SCHRIFTLICHE AUFGABE A »
Liste jede Zeile aus den Zeilen unten auf, in der das Wort „shirt“ vorkommt. Groß- und Kleinschreibung zählt.

_ _ _ _

# taz.de -- Streit um Gedenkstätte Olympia-Attentat: Kein Raum für Erinnerungen
       
       > Elf Tote forderte das Attentat auf die Olympischen Spiele 1972 in
       > München. Nun kämpfen Angehörige für einen Gedenkort, doch Anwohner
       > stellen sich quer.
       
 (IMG) Bild: Im Fokus der Aufmerksamkeit: der Entwurf für die Gedenkstätte des Olympia-Attentats
       
       MÜNCHEN/TEL AVIV taz | Gerade murmelte Ludwig Spaenle noch etwas von
       „miteinander reden“, jetzt reicht es dem bayerischen Kultusminister. Mit
       rotem Kopf gibt er das Mikro aus der Hand. Buhrufe aus dem Publikum, einer
       ruft: „Geh hoam!“. Es sind 500 gegen einen. Bis zu den Eingängen der
       kleinen Kirche drängen sich die Einwohner des Olympiadorfs. Sie wollen
       Spaenle bei einer Einwohnerversammlung klarmachen, was sie davon halten,
       dass quasi in ihrem Vorgarten eine Gedenkstätte für die Opfer des
       Olympia-Attentats 1972 stehen soll: nichts.
       
       Bei den „heiteren Spielen“ wurden 1972 elf israelische Sportler und ein
       bayerischer Polizist von palästinensischen Terroristen ermordet. Eine
       kleine Gedenktafel vor dem Haus der Geiselnahme und ein Granitbalken im
       Olympiapark erinnert an ihren Tod. Kein Satz erklärt, wie es zu einem der
       ersten internationalen Terroranschläge in Europa nach 1945 kam, keine Fotos
       der Ermordeten, kein Wort vom kläglichen Versagen der deutschen
       Sicherheitskräfte.
       
       Das soll sich 43 Jahre nach dem Attentat ändern. Am Ort des Terrors soll
       die Gedenkstätte stehen. Ein Schnitt durch einen der Hügel vor dem
       Olympiadorf soll den Einschnitt sichtbar machen, den dieser Tag in der
       Geschichte Deutschlands und bei den Angehörigen hinterließ. Der Vorschlag
       aus dem abgeschlossenen Wettbewerb sieht vor, dass eine Hügelkuppe auf
       Stelzen eine 130 Quadratmeter große Fläche überdacht. 
       
       Doch die Anwohner wollen sich ihren Park nicht zerschneiden lassen. Wer
       „Nein zur Bebauung“ ins Mikrofon ruft, erntet tobenden Applaus. Gedenken
       ja, aber nicht dort, wo ihre Kinder im Winter Schlitten fahren. Fast 2.000
       Unterschriften sammelten sie gegen den Standort. Minister Spaenle versuchte
       es mit dem Nachbarhügel, der ans Studentendorf grenzt. Gedenken ja, aber
       nicht dort, wo die Studenten im Sommer picknicken. Als Spaenle nach vier
       Stunden um 11 Uhr nachts den Saal verlässt, bleiben rund 500 Bürger, die er
       besänftigen muss, eine Suche nach einem Standort, die zum dritten Mal
       beginnt, und Ankie Spitzer, der er die Sache auch erklären müsste.

_ _ _ _

SCHRIFTLICHE AUFGABE B »
Ersetze im Artikel oben „Anwohner“ durch „Nachbarn“ und gib dabei den Teil wieder, der mit den Worten „Doch die Anwohner“ beginnt und mit „auch erklären müsste.“ endet.

[Auszüge aus Daten zu Begrenzungsrahmen]
_ _ _ _

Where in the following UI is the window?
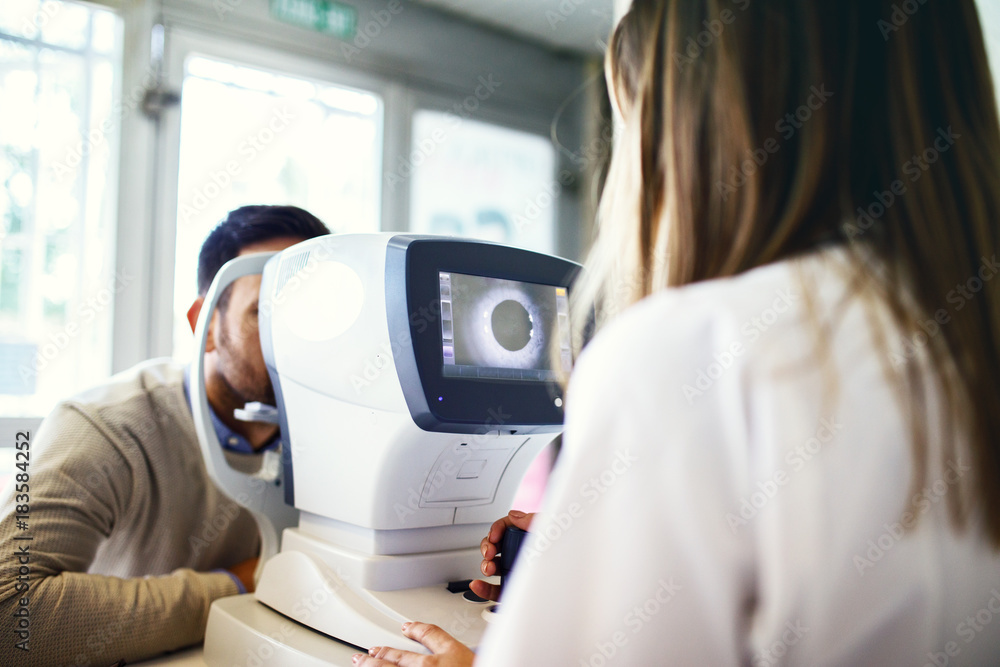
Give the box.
[174,55,383,361]
[0,0,123,418]
[408,110,559,253]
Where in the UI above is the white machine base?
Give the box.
[204,594,363,667]
[205,551,493,667]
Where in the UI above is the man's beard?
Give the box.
[218,318,275,405]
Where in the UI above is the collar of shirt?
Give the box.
[184,364,281,454]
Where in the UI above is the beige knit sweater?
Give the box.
[0,360,259,666]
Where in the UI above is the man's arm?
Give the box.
[0,406,238,665]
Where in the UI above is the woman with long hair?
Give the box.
[356,0,1000,666]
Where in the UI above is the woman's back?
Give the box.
[480,249,1000,666]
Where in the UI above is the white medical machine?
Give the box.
[192,233,579,667]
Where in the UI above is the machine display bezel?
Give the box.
[386,235,580,433]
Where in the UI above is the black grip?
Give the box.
[497,526,528,590]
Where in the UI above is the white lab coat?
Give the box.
[476,250,1000,667]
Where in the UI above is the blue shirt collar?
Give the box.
[184,364,281,454]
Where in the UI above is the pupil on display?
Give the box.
[492,299,532,352]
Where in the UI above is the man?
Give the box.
[0,206,329,666]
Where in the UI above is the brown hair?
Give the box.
[577,0,1000,548]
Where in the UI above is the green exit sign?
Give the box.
[271,0,358,39]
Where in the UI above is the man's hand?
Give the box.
[351,620,474,667]
[229,558,257,593]
[469,510,535,602]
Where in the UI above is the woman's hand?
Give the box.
[351,624,474,667]
[469,510,535,602]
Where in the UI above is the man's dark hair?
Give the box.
[198,206,330,296]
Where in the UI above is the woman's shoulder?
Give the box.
[577,249,847,388]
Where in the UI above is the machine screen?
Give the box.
[438,271,572,382]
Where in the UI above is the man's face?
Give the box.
[214,238,303,405]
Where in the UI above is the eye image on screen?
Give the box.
[439,272,569,380]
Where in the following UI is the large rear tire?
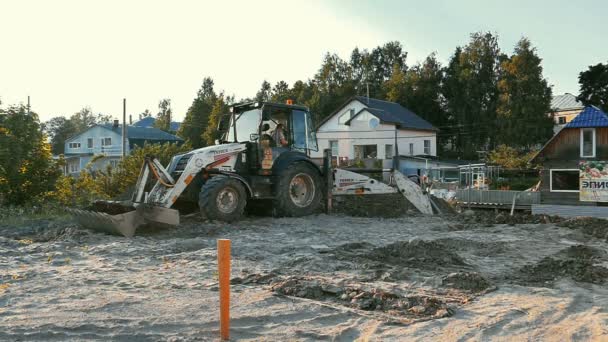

_ _ _ _

ERGEBNIS DER AUFGABE A »
Where in the UI above is the collar of shirt?
Where in the UI above is the blue shirt collar?

ERGEBNIS DER AUFGABE B »
Doch die Nachbarn wollen sich ihren Park nicht zerschneiden lassen. Wer
       „Nein zur Bebauung“ ins Mikrofon ruft, erntet tobenden Applaus. Gedenken
       ja, aber nicht dort, wo ihre Kinder im Winter Schlitten fahren. Fast 2.000
       Unterschriften sammelten sie gegen den Standort. Minister Spaenle versuchte
       es mit dem Nachbarhügel, der ans Studentendorf grenzt. Gedenken ja, aber
       nicht dort, wo die Studenten im Sommer picknicken. Als Spaenle nach vier
       Stunden um 11 Uhr nachts den Saal verlässt, bleiben rund 500 Bürger, die er
       besänftigen muss, eine Suche nach einem Standort, die zum dritten Mal
       beginnt, und Ankie Spitzer, der er die Sache auch erklären müsste.